Entries shown>
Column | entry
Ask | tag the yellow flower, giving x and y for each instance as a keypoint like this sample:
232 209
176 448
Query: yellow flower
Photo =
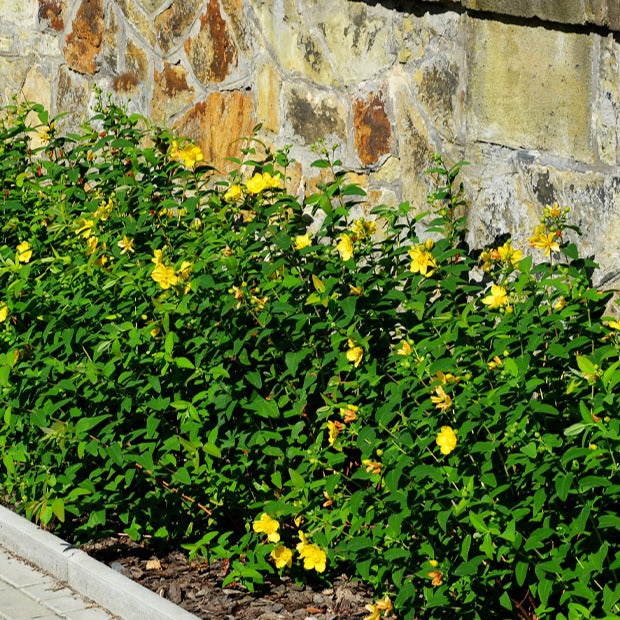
126 245
498 297
313 556
91 243
345 247
349 413
509 255
495 363
382 605
189 155
437 577
372 467
268 526
24 253
334 428
355 354
302 241
85 228
405 349
544 241
363 228
262 181
442 401
422 261
282 556
164 276
233 193
157 257
446 440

Your goal>
Rewrite the records with every "yellow flower" changed to "golden blossom" and nothing else altered. Leave the pictures out of your version.

Solved problem>
Column | entry
Ask | tag the golden blossom, giving x and y for each instance as a keypoint like this sample:
232 209
176 448
Query: golden blossom
Photo =
126 245
498 297
313 556
91 243
345 247
349 413
509 255
495 363
382 605
189 155
437 577
372 467
268 526
24 253
334 428
355 354
302 241
85 228
405 349
544 241
363 228
262 181
442 401
422 261
282 556
164 276
233 193
157 257
446 440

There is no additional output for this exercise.